- _Document extract_:
►
Celebrity attorney Lisa Bloom is promising to file a complaint with the Equal Employment Opportunity Commission (EEOC) on behalf a woman who says she was exposed to the novel coronavirus and who was fired after asking for prayers to help keep her safe. The former employee, Emily Ball, said in a recorded statement that her managers called the virus a “Democratic hoax,” said it was “nothing more than the flu,” and even called her “stupid” for raising concerns about being exposed to it.
In a written statement released Tuesday, Bloom said Ball worked at a country club in Oklahoma with members who, it turned out, had been exposed to the virus. Managers “brushed off” her concerns, the statement said. Eventually, one of the club’s members died from COVID-19.
“I knew everyone; then COVID hit,” Ball said of her customers in the video statement. “A member informed me that the coronavirus had come to the club. A member returning from Italy had tested positive for the coronavirus and was in quarantine.”
Ball said she and others had contact with the person who tested positive.
When she raised questions about the contact, Ball says one manager berated her and minimized the severity of the virus; later, she said, another manager told her to call her doctor. Her doctor told her to call officials at the health department. Officials there told her to quarantine.
Management at one point told her to go back to work.
Later, as Ball quarantined at home, she posted privately on Facebook a request for prayer. It was National Prayer Day, March 15, 2020, she said. The post complained of a lack of testing. Ball also said she would have to drive to Oklahoma City if she became ill and if she wished to be tested.
Management told her to take down the post if she wanted to keep her job. She said she took the post down at the request of her managers. “Nevertheless, the club fired her,” Bloom’s statement said.
◄
[Recorded data]
►
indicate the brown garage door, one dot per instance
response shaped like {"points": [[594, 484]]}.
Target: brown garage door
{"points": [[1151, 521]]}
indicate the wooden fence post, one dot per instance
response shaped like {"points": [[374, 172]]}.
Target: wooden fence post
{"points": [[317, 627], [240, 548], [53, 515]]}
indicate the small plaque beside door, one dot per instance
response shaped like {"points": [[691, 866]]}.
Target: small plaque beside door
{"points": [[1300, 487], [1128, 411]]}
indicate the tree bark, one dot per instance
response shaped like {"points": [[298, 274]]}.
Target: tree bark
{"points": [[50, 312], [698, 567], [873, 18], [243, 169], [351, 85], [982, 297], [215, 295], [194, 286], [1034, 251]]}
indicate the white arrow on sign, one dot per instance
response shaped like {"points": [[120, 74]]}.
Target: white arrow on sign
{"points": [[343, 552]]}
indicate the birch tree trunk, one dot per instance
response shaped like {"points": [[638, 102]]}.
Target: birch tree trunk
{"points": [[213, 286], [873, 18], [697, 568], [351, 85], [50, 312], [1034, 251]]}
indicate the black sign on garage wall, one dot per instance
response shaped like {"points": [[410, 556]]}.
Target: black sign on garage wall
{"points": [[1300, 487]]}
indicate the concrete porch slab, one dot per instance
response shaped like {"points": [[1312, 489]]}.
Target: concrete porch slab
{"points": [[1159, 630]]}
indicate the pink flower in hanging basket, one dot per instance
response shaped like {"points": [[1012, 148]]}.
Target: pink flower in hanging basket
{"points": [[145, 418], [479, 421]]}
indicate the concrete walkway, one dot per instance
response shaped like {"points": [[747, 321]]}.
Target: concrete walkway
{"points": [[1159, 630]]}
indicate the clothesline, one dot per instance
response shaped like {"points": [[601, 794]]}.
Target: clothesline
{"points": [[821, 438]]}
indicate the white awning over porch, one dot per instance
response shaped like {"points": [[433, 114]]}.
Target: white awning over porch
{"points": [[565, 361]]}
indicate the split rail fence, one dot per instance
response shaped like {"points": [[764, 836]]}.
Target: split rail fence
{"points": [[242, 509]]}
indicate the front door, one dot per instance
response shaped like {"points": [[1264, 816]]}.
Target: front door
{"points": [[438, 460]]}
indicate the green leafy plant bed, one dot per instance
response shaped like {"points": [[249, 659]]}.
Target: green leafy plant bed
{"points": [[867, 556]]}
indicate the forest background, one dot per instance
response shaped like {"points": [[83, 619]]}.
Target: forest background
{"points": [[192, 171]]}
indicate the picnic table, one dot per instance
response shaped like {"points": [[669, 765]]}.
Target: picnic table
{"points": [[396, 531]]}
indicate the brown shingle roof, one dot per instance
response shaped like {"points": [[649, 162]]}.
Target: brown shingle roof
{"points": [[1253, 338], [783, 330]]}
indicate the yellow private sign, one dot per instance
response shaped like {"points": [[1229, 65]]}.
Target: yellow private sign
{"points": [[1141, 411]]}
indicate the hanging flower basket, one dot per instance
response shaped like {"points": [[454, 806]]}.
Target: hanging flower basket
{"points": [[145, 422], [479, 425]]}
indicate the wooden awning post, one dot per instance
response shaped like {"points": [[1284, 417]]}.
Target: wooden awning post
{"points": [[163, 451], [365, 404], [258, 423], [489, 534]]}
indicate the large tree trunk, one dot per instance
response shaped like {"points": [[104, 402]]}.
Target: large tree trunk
◄
- _Complete the following_:
(1) Answer these questions about the report on Emily Ball's firing:
(a) Where had the club member who tested positive for the coronavirus been returning from?
(b) What did the health department officials tell Ball to do?
(c) On what date did Ball say National Prayer Day fell?
(2) Proceed with the report on Emily Ball's firing, continuing after its last sentence.

- _Expected results_:
(1)
(a) Italy
(b) Quarantine
(c) March 15, 2020

(2)
“I was fired for speaking about coronavirus at the country club,” Ball said in the recorded statement. “I don’t want anybody else to go through this.”
“Too many workers are being fired for requesting simple warnings to protect themselves and others,” Bloom said.”We will shortly be filing a complaint with the EEOC in Oklahoma in this case. We currently represent many workers in similar cases and we stand with everyone who has the courage to insist on common sense safety measures during this deadly crisis.”
“Employees have a right to a healthy and safe workplace. Oklahoma law mandates that,” said attorney Teri Gibbs, who works at Bloom’s law firm. “Under federal and Oklahoma law, employees cannot be retaliated against for voicing unlawful or unsafe work conditions.”
Gibbs characterized Ball’s Facebook post as an attempt to speak up about workplace safety concerns. Ball’s employer did not attempt to correct the problems or to protect employees, Gibbs said, but instead mocked and fired Ball for raising concerns.
Bloom, in the video statement, said the country club’s actions were “outrageous.”
“We may be in a national crisis, but the law is still there, and it protects workers,” Bloom said. She explained that the law also protects workers who are discriminated against based on a “perceived disability, like being exposed to the coronavirus.